> What needs to be done: Reproduce the listing below, substituting "nonzero winding rule" for every occurrence of "even-odd rule" and leaving everything else unchanged.

[Begin]

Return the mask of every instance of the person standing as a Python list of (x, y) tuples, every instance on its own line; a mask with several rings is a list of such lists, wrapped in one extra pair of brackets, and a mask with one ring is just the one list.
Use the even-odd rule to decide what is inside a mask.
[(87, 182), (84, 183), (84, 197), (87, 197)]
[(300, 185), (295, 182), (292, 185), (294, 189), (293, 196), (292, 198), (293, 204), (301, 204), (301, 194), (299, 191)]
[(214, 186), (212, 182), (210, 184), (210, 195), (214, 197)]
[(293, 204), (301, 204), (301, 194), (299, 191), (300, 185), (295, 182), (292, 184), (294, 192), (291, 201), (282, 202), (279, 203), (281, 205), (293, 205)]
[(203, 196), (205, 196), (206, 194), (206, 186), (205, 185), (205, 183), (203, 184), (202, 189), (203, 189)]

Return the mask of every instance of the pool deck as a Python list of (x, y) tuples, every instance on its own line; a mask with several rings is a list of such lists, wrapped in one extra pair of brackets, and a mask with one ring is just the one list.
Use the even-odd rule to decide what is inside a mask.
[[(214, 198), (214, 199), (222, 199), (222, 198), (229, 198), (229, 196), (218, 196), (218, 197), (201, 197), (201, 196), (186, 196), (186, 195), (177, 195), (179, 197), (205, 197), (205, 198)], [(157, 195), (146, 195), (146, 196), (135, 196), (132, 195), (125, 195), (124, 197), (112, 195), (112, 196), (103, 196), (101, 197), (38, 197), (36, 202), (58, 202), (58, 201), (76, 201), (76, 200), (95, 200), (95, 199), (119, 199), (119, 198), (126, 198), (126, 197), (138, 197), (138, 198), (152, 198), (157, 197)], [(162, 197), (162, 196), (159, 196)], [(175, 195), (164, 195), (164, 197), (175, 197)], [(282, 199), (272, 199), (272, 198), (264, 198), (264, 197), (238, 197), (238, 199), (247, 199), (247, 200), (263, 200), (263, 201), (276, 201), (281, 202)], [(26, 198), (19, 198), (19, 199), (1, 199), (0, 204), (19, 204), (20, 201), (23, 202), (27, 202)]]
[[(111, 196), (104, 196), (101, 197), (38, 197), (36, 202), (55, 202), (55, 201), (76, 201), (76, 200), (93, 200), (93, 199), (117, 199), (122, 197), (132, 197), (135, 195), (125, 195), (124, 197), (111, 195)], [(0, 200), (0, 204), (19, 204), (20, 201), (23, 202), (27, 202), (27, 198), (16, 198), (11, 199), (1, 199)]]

[End]

> Final answer:
Return the mask of every instance of the person standing as a Python list of (x, y) tuples, every instance on its own line; a mask with several rings is a list of such lists, wrapped in one extra pair of brackets, and a mask with one ring is just the one list.
Use the nonzero winding rule to decide what is inside a mask.
[(87, 182), (84, 183), (84, 197), (87, 197)]
[(300, 185), (295, 182), (292, 185), (294, 189), (293, 196), (292, 198), (293, 204), (301, 204), (301, 194), (299, 191)]
[(214, 186), (212, 182), (210, 184), (210, 195), (214, 197)]
[(293, 204), (301, 204), (301, 194), (299, 191), (300, 185), (295, 182), (292, 184), (294, 192), (291, 201), (282, 202), (279, 203), (281, 205), (293, 205)]
[(203, 196), (205, 196), (206, 194), (206, 186), (205, 185), (205, 183), (203, 184), (202, 189), (203, 189)]

Return the mask of every instance of the pool deck as a Python list of (x, y) tuples, every instance on its own line; a mask with several rings is a list of such lists, wrapped in one extra pair of brackets, and a mask with one ring is just the one list.
Use the nonzero winding rule to decide what is inside a mask.
[[(214, 198), (214, 199), (222, 199), (222, 198), (229, 198), (229, 196), (218, 196), (218, 197), (201, 197), (201, 196), (186, 196), (186, 195), (177, 195), (179, 197), (205, 197), (205, 198)], [(157, 195), (146, 195), (146, 196), (135, 196), (132, 195), (125, 195), (124, 197), (112, 195), (112, 196), (103, 196), (101, 197), (38, 197), (36, 202), (58, 202), (58, 201), (76, 201), (76, 200), (95, 200), (95, 199), (119, 199), (119, 198), (126, 198), (126, 197), (138, 197), (138, 198), (152, 198), (157, 197)], [(162, 197), (162, 196), (159, 196)], [(175, 195), (164, 195), (164, 197), (175, 197)], [(282, 199), (272, 199), (272, 198), (264, 198), (264, 197), (238, 197), (238, 199), (247, 199), (247, 200), (263, 200), (263, 201), (276, 201), (281, 202)], [(26, 198), (19, 198), (19, 199), (1, 199), (0, 204), (19, 204), (20, 201), (23, 202), (27, 202)]]
[[(111, 196), (104, 196), (101, 197), (38, 197), (36, 202), (55, 202), (55, 201), (76, 201), (76, 200), (93, 200), (93, 199), (117, 199), (122, 197), (132, 197), (135, 195), (125, 195), (124, 197), (111, 195)], [(0, 200), (0, 204), (19, 204), (20, 201), (23, 202), (27, 202), (27, 198), (16, 198), (11, 199), (1, 199)]]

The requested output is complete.